■ **Input material**
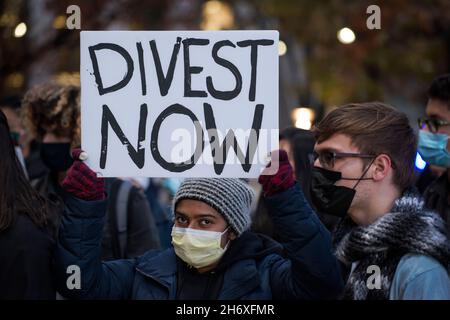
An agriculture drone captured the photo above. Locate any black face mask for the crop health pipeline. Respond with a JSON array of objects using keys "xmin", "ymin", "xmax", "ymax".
[
  {"xmin": 40, "ymin": 143, "xmax": 73, "ymax": 172},
  {"xmin": 311, "ymin": 161, "xmax": 373, "ymax": 217}
]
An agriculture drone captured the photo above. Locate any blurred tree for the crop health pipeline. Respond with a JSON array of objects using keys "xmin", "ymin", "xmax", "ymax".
[
  {"xmin": 0, "ymin": 0, "xmax": 168, "ymax": 96},
  {"xmin": 254, "ymin": 0, "xmax": 450, "ymax": 105}
]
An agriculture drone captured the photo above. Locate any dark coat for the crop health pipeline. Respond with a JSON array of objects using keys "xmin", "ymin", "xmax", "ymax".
[
  {"xmin": 0, "ymin": 214, "xmax": 56, "ymax": 300},
  {"xmin": 55, "ymin": 185, "xmax": 343, "ymax": 300}
]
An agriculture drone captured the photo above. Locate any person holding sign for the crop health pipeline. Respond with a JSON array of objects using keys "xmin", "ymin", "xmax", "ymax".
[{"xmin": 55, "ymin": 151, "xmax": 342, "ymax": 300}]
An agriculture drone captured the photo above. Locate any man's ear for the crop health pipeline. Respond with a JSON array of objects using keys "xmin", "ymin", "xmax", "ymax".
[{"xmin": 372, "ymin": 154, "xmax": 392, "ymax": 181}]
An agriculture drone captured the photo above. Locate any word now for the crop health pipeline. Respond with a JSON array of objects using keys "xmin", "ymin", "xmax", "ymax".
[{"xmin": 100, "ymin": 103, "xmax": 264, "ymax": 175}]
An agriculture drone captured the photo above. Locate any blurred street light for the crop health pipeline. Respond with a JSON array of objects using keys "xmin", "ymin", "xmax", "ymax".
[
  {"xmin": 292, "ymin": 108, "xmax": 315, "ymax": 130},
  {"xmin": 14, "ymin": 22, "xmax": 27, "ymax": 38},
  {"xmin": 53, "ymin": 15, "xmax": 67, "ymax": 29},
  {"xmin": 337, "ymin": 27, "xmax": 356, "ymax": 44},
  {"xmin": 278, "ymin": 40, "xmax": 287, "ymax": 56}
]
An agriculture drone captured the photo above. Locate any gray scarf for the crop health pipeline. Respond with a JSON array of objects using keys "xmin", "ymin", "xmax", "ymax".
[{"xmin": 336, "ymin": 190, "xmax": 450, "ymax": 300}]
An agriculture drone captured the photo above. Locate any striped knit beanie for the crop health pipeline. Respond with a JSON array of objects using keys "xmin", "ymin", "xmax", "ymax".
[{"xmin": 173, "ymin": 178, "xmax": 255, "ymax": 236}]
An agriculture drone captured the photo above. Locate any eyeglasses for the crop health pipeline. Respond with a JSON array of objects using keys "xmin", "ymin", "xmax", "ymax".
[
  {"xmin": 417, "ymin": 117, "xmax": 450, "ymax": 133},
  {"xmin": 314, "ymin": 151, "xmax": 375, "ymax": 168}
]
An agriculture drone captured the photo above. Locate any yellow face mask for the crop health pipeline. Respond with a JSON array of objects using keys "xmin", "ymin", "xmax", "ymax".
[{"xmin": 172, "ymin": 227, "xmax": 230, "ymax": 269}]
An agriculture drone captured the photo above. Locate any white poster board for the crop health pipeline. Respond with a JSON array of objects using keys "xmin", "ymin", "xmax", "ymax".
[{"xmin": 80, "ymin": 31, "xmax": 278, "ymax": 178}]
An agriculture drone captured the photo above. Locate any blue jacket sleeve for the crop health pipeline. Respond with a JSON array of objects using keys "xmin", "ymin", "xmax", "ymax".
[
  {"xmin": 389, "ymin": 254, "xmax": 450, "ymax": 300},
  {"xmin": 55, "ymin": 194, "xmax": 135, "ymax": 299},
  {"xmin": 267, "ymin": 184, "xmax": 343, "ymax": 299}
]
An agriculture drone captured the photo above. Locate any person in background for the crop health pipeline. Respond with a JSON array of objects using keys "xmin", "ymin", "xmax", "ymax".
[
  {"xmin": 312, "ymin": 102, "xmax": 450, "ymax": 300},
  {"xmin": 0, "ymin": 110, "xmax": 56, "ymax": 300},
  {"xmin": 55, "ymin": 152, "xmax": 342, "ymax": 300},
  {"xmin": 251, "ymin": 127, "xmax": 339, "ymax": 240},
  {"xmin": 418, "ymin": 74, "xmax": 450, "ymax": 232},
  {"xmin": 0, "ymin": 96, "xmax": 30, "ymax": 177},
  {"xmin": 22, "ymin": 83, "xmax": 160, "ymax": 259}
]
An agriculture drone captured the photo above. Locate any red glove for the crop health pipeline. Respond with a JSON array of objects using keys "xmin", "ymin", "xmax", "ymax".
[
  {"xmin": 62, "ymin": 149, "xmax": 105, "ymax": 201},
  {"xmin": 258, "ymin": 150, "xmax": 295, "ymax": 197}
]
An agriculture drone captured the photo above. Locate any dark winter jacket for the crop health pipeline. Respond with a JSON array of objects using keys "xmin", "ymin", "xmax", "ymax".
[
  {"xmin": 32, "ymin": 174, "xmax": 160, "ymax": 260},
  {"xmin": 423, "ymin": 171, "xmax": 450, "ymax": 234},
  {"xmin": 55, "ymin": 185, "xmax": 343, "ymax": 300}
]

■ **Exercise**
Reproduce all the rows above, replacing "crop health pipeline" with "yield mapping pipeline" and leaving everything else unchanged. Leave the pictures out of the answer.

■ **The completed task**
An agriculture drone captured the photo above. Locate any black face mask for the yield mapping pipeline. Respond with a JSON array of objects using keys "xmin", "ymin", "xmax", "ymax".
[
  {"xmin": 40, "ymin": 143, "xmax": 73, "ymax": 172},
  {"xmin": 311, "ymin": 161, "xmax": 373, "ymax": 217}
]
An agriculture drone captured the photo above. Locate any blurred tree for the yield mapping pipeline. Respond with a JSON array of objects using keys "xmin", "ymin", "xmax", "ymax".
[
  {"xmin": 0, "ymin": 0, "xmax": 168, "ymax": 96},
  {"xmin": 254, "ymin": 0, "xmax": 450, "ymax": 105}
]
An agriculture drone captured the photo above. Locate any dark coat for the yield mapping pipeline. Respond with a JSON array of objects using keys "xmin", "ymin", "xmax", "ymax".
[
  {"xmin": 0, "ymin": 214, "xmax": 56, "ymax": 300},
  {"xmin": 55, "ymin": 185, "xmax": 343, "ymax": 300}
]
An agriculture drone captured the photo above. Locate any person holding sign for the yield mapping pipeline. Respond with a JSON array of objects using keys "xmin", "ymin", "xmax", "ymax".
[{"xmin": 55, "ymin": 151, "xmax": 342, "ymax": 300}]
An agriculture drone captured the photo above. Locate any man's ear for the yield mapping pipeline. Respond with a JSON array of objects using keys "xmin", "ymin", "xmax", "ymax".
[{"xmin": 372, "ymin": 154, "xmax": 392, "ymax": 181}]
An agriculture drone captured the photo above. Locate any word now for the yield mapping pipeline. Respond with a JSON array of objects using keys "xmin", "ymin", "xmax", "ymax".
[{"xmin": 100, "ymin": 103, "xmax": 264, "ymax": 175}]
An agriculture drone captured the photo above. Locate any blurred street light for the yield mapping pipeline. Respond with a JSON array of objects using keys "xmin", "ymin", "xmax", "ymax".
[
  {"xmin": 292, "ymin": 108, "xmax": 315, "ymax": 130},
  {"xmin": 14, "ymin": 22, "xmax": 27, "ymax": 38},
  {"xmin": 53, "ymin": 15, "xmax": 67, "ymax": 29},
  {"xmin": 337, "ymin": 27, "xmax": 356, "ymax": 44},
  {"xmin": 278, "ymin": 40, "xmax": 287, "ymax": 56}
]
An agriculture drone captured the photo above. Locate any gray scarf for the yield mapping pipeline. Respond with a JSON array of objects using keys "xmin", "ymin", "xmax", "ymax".
[{"xmin": 336, "ymin": 190, "xmax": 450, "ymax": 300}]
An agriculture drone captured the photo above. Locate any striped knit beanie for the yield mapping pipeline. Respond with a JSON array of objects using keys "xmin", "ymin", "xmax", "ymax".
[{"xmin": 173, "ymin": 178, "xmax": 255, "ymax": 236}]
An agriculture drone captured the photo above. Locate any eyeglasses for the yield mapping pipeline. Respond with a JSON array of objects using keys "xmin", "ymin", "xmax", "ymax".
[
  {"xmin": 417, "ymin": 117, "xmax": 450, "ymax": 133},
  {"xmin": 314, "ymin": 151, "xmax": 375, "ymax": 168}
]
An agriculture drone captured the photo above. Locate any yellow face mask for the yield mapping pipeline. Respond with a JSON array of objects using keys "xmin", "ymin", "xmax", "ymax".
[{"xmin": 172, "ymin": 227, "xmax": 230, "ymax": 269}]
An agriculture drone captured the photo above. Locate any white poster board for the yield mapping pipeline. Respond with a JSON array of objects using keys "xmin", "ymin", "xmax", "ymax".
[{"xmin": 80, "ymin": 31, "xmax": 278, "ymax": 178}]
An agriculture drone captured the photo above. Locate any blue jacket sleeve for the yield mapping pipeline. Respond with a JSON array of objects using keys "xmin", "ymin", "xmax", "ymax".
[
  {"xmin": 389, "ymin": 254, "xmax": 450, "ymax": 300},
  {"xmin": 55, "ymin": 194, "xmax": 135, "ymax": 299},
  {"xmin": 267, "ymin": 184, "xmax": 343, "ymax": 299}
]
An agriculture drone captured the photo above. Locate any person in background for the yield mapping pipeline. Respond with a JSON array of objects using keys "xmin", "ymin", "xmax", "ymax".
[
  {"xmin": 312, "ymin": 102, "xmax": 450, "ymax": 300},
  {"xmin": 0, "ymin": 110, "xmax": 56, "ymax": 300},
  {"xmin": 55, "ymin": 152, "xmax": 342, "ymax": 300},
  {"xmin": 251, "ymin": 127, "xmax": 339, "ymax": 240},
  {"xmin": 418, "ymin": 74, "xmax": 450, "ymax": 232},
  {"xmin": 0, "ymin": 96, "xmax": 30, "ymax": 177},
  {"xmin": 22, "ymin": 83, "xmax": 160, "ymax": 259}
]
An agriculture drone captured the photo above. Locate any red glove for the yield mapping pipeline. Respond with a JSON array of objects using keys "xmin", "ymin", "xmax", "ymax".
[
  {"xmin": 62, "ymin": 149, "xmax": 105, "ymax": 201},
  {"xmin": 258, "ymin": 150, "xmax": 295, "ymax": 197}
]
An agriculture drone captured the photo above. Locate any dark winter jacket for the yield mapping pipeline. Respond with a JSON array of objects using keys "xmin", "ymin", "xmax", "ymax".
[
  {"xmin": 32, "ymin": 174, "xmax": 160, "ymax": 260},
  {"xmin": 423, "ymin": 171, "xmax": 450, "ymax": 234},
  {"xmin": 55, "ymin": 185, "xmax": 343, "ymax": 300}
]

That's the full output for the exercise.